• _Supplied records_:
┄┄┄┄┄┄

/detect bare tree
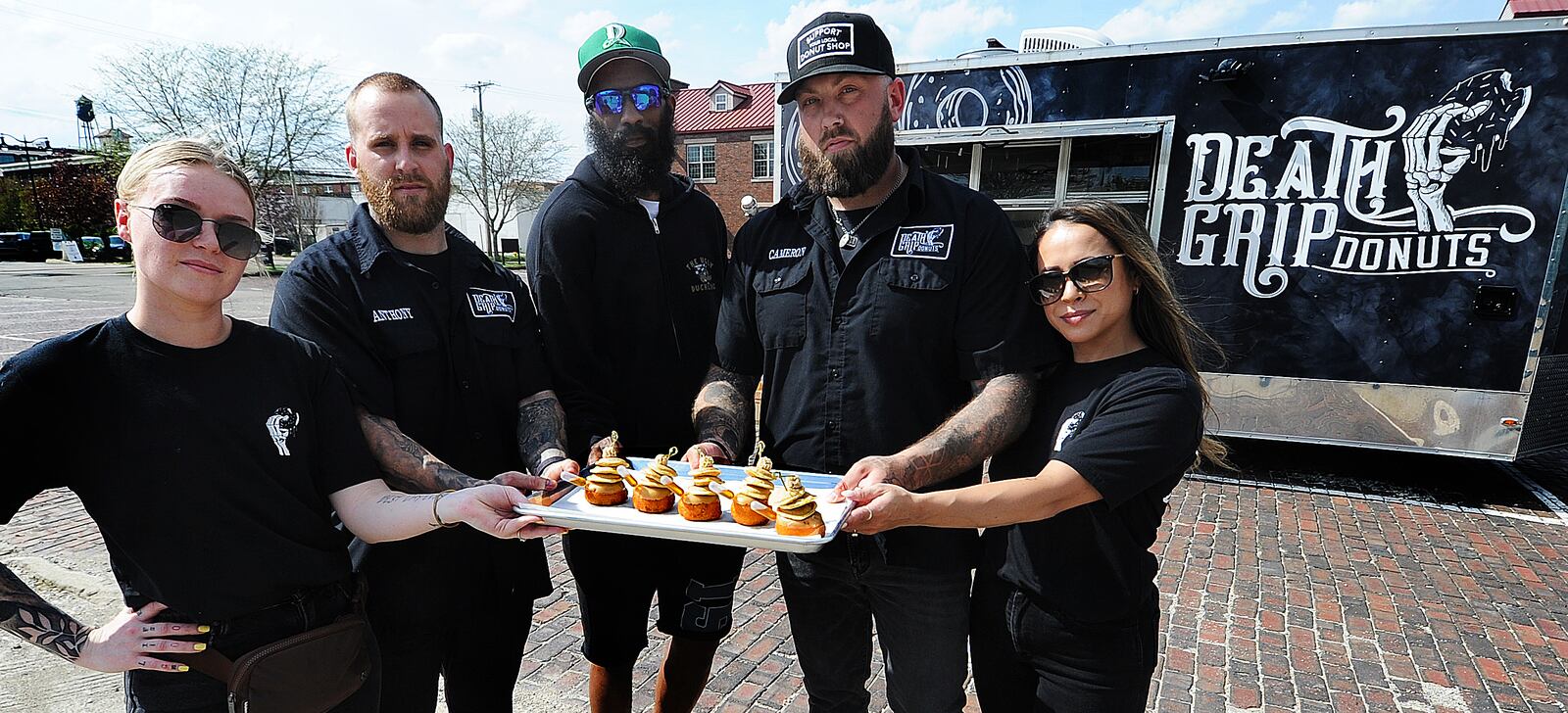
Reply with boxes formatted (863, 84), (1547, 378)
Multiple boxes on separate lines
(99, 44), (347, 200)
(447, 112), (564, 256)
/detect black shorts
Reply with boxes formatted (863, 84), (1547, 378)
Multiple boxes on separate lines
(563, 530), (747, 668)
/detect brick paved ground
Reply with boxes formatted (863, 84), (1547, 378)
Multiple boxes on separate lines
(0, 460), (1568, 713)
(9, 264), (1568, 713)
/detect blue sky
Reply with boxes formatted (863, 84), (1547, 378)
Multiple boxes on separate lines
(0, 0), (1503, 163)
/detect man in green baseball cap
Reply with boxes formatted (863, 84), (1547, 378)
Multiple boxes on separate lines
(577, 22), (669, 94)
(527, 22), (747, 713)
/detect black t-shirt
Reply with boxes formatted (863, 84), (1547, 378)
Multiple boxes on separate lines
(0, 316), (379, 619)
(271, 204), (551, 607)
(985, 350), (1202, 622)
(715, 149), (1060, 569)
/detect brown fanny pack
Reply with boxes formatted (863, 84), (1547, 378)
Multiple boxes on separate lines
(180, 585), (374, 713)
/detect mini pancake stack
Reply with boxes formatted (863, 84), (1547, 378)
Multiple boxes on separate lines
(729, 456), (773, 525)
(569, 431), (632, 506)
(773, 475), (828, 538)
(627, 449), (676, 512)
(668, 456), (724, 522)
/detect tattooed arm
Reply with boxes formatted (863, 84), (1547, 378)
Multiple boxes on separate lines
(517, 390), (578, 488)
(685, 365), (760, 464)
(327, 480), (562, 543)
(0, 564), (207, 672)
(831, 374), (1035, 499)
(359, 409), (484, 492)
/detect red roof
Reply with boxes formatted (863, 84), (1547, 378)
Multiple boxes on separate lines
(1508, 0), (1568, 18)
(676, 80), (776, 133)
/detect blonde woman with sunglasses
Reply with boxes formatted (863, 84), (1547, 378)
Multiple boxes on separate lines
(0, 138), (557, 713)
(845, 201), (1225, 713)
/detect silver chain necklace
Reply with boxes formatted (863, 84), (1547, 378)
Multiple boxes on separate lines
(828, 159), (907, 251)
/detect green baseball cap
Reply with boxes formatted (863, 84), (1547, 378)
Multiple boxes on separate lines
(577, 22), (669, 94)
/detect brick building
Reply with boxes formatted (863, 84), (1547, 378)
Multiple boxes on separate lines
(676, 80), (778, 233)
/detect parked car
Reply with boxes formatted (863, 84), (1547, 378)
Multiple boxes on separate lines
(104, 235), (130, 261)
(0, 230), (55, 261)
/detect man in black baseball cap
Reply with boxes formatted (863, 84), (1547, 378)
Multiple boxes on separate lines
(779, 13), (897, 104)
(687, 5), (1046, 713)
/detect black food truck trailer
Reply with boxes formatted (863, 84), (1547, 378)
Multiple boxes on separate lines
(774, 18), (1568, 460)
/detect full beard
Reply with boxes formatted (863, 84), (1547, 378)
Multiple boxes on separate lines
(586, 108), (676, 201)
(355, 169), (452, 235)
(795, 105), (892, 198)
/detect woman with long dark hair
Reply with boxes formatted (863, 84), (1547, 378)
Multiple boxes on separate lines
(845, 201), (1225, 713)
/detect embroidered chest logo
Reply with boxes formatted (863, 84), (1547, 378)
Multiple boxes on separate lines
(468, 287), (517, 321)
(687, 257), (718, 292)
(892, 224), (954, 261)
(370, 308), (414, 324)
(267, 405), (300, 456)
(1051, 410), (1084, 452)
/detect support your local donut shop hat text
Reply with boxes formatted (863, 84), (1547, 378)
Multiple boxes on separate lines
(577, 22), (669, 94)
(779, 13), (897, 104)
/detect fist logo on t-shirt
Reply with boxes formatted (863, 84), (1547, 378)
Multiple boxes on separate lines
(267, 405), (300, 456)
(1051, 410), (1084, 452)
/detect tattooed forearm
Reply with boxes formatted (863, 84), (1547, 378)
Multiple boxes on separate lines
(359, 409), (484, 492)
(517, 390), (566, 476)
(894, 374), (1035, 491)
(692, 366), (760, 460)
(0, 564), (91, 661)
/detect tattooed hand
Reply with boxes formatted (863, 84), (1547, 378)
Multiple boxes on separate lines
(76, 601), (209, 674)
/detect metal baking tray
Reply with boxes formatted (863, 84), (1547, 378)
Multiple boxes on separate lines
(515, 457), (850, 553)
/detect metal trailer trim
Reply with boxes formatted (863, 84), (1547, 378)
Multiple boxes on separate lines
(1519, 178), (1568, 394)
(773, 18), (1568, 86)
(890, 18), (1568, 74)
(896, 116), (1176, 146)
(1202, 371), (1527, 460)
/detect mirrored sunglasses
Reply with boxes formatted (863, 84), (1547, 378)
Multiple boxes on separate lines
(583, 84), (663, 116)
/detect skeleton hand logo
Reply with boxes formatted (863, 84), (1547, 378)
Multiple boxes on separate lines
(267, 405), (300, 456)
(1401, 69), (1531, 233)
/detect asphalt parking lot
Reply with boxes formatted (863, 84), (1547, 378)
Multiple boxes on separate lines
(0, 263), (1568, 713)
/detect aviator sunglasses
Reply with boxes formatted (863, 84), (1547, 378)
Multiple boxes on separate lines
(1024, 253), (1126, 306)
(583, 84), (663, 116)
(131, 204), (262, 261)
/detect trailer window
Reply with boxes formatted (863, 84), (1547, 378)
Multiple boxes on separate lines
(980, 143), (1061, 201)
(1068, 136), (1157, 202)
(919, 144), (974, 186)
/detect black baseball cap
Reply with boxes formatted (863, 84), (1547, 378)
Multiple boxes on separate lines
(779, 13), (897, 104)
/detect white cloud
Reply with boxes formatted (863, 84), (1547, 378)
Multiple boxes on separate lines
(425, 33), (505, 65)
(1257, 2), (1317, 33)
(1335, 0), (1429, 26)
(1100, 0), (1262, 44)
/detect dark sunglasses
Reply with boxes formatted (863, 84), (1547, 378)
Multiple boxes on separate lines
(131, 204), (262, 261)
(583, 84), (664, 116)
(1024, 253), (1126, 306)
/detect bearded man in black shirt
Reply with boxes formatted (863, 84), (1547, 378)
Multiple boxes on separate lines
(687, 13), (1046, 713)
(271, 73), (577, 713)
(528, 22), (733, 713)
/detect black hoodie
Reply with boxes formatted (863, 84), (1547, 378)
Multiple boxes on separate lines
(528, 155), (729, 457)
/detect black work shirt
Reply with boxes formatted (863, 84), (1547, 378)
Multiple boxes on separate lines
(271, 206), (551, 607)
(715, 149), (1048, 567)
(0, 316), (379, 621)
(985, 350), (1202, 622)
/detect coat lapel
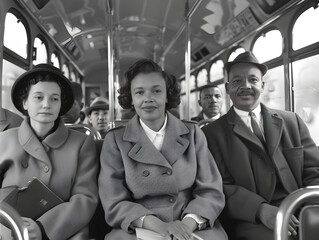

┄┄┄┄┄┄

• _Job_: Pick out every line in the listing that contains the word "logo", and copy each one.

• _Task result_:
/detect embroidered chest logo
/detect fist logo on t-shirt
/detect skeleton hand logo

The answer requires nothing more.